Task goal
Every line of the records below should be restated exactly.

Entries supplied
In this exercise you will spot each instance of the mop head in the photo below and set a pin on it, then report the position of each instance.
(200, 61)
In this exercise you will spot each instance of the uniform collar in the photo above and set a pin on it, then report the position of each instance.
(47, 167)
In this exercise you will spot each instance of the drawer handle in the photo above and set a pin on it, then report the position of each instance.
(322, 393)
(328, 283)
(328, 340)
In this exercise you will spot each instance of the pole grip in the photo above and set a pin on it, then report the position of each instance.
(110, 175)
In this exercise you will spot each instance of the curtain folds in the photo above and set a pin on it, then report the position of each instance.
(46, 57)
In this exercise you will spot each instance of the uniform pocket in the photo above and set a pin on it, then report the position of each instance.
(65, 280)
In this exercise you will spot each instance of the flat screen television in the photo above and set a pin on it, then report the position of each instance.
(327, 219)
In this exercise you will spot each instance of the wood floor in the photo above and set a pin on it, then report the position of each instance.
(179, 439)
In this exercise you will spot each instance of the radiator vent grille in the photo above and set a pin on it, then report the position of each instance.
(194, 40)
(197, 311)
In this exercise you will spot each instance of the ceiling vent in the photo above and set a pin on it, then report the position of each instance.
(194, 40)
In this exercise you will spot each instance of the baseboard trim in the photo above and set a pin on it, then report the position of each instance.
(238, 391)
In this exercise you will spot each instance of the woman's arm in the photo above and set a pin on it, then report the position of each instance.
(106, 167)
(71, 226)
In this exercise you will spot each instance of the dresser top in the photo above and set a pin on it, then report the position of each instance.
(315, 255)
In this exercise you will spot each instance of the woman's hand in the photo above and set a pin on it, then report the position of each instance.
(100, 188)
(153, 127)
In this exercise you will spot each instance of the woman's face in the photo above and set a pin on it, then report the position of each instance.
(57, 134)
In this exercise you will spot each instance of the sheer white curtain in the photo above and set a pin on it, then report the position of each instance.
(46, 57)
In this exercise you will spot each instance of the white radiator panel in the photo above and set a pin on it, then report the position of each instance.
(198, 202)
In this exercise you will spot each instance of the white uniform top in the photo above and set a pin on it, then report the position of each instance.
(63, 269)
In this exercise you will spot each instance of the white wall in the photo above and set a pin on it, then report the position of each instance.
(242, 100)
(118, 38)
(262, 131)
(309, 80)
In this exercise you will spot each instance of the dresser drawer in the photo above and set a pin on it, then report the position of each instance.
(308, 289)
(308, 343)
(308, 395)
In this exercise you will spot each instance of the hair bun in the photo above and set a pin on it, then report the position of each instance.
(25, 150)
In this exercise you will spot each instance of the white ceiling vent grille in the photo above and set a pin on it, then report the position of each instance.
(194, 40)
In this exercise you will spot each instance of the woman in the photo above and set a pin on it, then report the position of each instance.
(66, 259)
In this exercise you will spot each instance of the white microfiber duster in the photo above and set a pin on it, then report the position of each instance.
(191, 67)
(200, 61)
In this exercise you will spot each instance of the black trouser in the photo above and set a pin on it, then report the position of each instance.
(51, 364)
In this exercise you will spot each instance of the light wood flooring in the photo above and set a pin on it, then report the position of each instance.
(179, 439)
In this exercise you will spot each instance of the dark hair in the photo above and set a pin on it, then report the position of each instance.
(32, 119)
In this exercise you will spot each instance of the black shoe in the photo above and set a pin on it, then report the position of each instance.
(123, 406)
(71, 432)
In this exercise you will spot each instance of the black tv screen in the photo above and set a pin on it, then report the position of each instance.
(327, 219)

Answer
In this exercise you will spot each instance of the mop head in the photo below and set a pin on it, then report the position of each instance.
(200, 61)
In this exercise you will spot each instance of the uniform collar in the photo above and set a pin on it, then report the position of each instance.
(47, 167)
In this exercise you will spot each instance of the drawer handle in the photo above and set a pin on it, then report the position of each instance.
(322, 393)
(328, 283)
(328, 340)
In this exercise you will spot each instance of the pole grip in the photo above and set a pin on it, then report the position of each instance.
(110, 175)
In this exercise you will spot each instance of the curtain folds in the photo above and set a pin on it, then report the position of each instance.
(46, 57)
In this exercise you will spot each instance of the uniform pocket in the photo above and set a pin on it, then report the position of each instance.
(65, 280)
In this exercise you will spot each instance of the flat screen television in the photo above and set a pin on it, then report the position of each instance.
(327, 219)
In this exercise you will spot each instance of the wood floor in the photo above and set a pin on it, then report the position of each instance.
(179, 439)
In this exercise you will spot each instance of the radiator vent grille in the photo above and set a pin on it, then report the position of each instance.
(194, 40)
(197, 311)
In this exercise you will spot each instance of the ceiling vent in the photo above and set a pin on it, then report the position of each instance.
(194, 40)
In this exercise you will spot each instance of the baseboard trim in the photo above and set a pin on it, then report the position of each instance.
(238, 391)
In this exercise you will spot each instance of the woman's arm in the photo above and set a pin on it, then report the position of each instance.
(106, 167)
(71, 226)
In this exercise you will spot each instance of the dresser top in the photo above and set a pin on it, then report the position of each instance.
(315, 255)
In this exercise you will spot each instance of the woman's hand in the photo above and set a pin on it, then report the position of each instance.
(100, 188)
(153, 127)
In this exercise you will spot each instance of the woman's face in the photo above and set a pin on it, then report the position of each instance.
(57, 134)
In this exercise you will spot each instance of the sheer white curtain in the photo above and set a pin on it, then report the position of each instance.
(46, 57)
In this exercise you will spot each instance of the white radiator panel in the photo above and set a pin on it, then report the position of each instance.
(198, 202)
In this exercise you will spot each instance of the white uniform top in the photo above and set a pin on it, then report the position of each instance.
(63, 269)
In this exercise you will spot each instance of the white wall in the photo above and set a pin on it, then report the position of each instance.
(242, 100)
(118, 38)
(262, 131)
(309, 80)
In this exercise you will spot each instance of the dresser drawer in the photo above and set a pin on it, then report the position of each instance.
(308, 289)
(308, 343)
(308, 395)
In this exercise you will spot each instance of the hair bun in the photo above and set a pin on it, then report the position of each instance.
(25, 150)
In this exercise you will spot each instance of the white ceiling vent grille in the photo above and set a pin on it, then report the position of each instance.
(194, 40)
In this exercise you will spot each instance of the woman in the photo above and set a pin on it, then report the position of each instance.
(66, 259)
In this exercise you will spot each instance of the white microfiber duster in the photo above and set a pin on it, then report the position of each instance.
(191, 67)
(200, 61)
In this exercise you will spot each instance of the black trouser in the photo above and set a pin on it, then report the position of each instance.
(51, 364)
In this exercise you will spot each instance of the light wood flooring in the photo above and set a pin on it, then report the position of each instance.
(179, 439)
In this exercise you will spot each instance of the dark hair in the photo above and set a pin on it, then report the position of each instance.
(32, 119)
In this exercise you will spot each instance of the black shoe in the photo above and set a pin on it, then report the position of each instance.
(123, 406)
(71, 432)
In this exercise you will spot each instance of the black tv screen in the photo above and set a pin on it, then report the position of each instance.
(327, 219)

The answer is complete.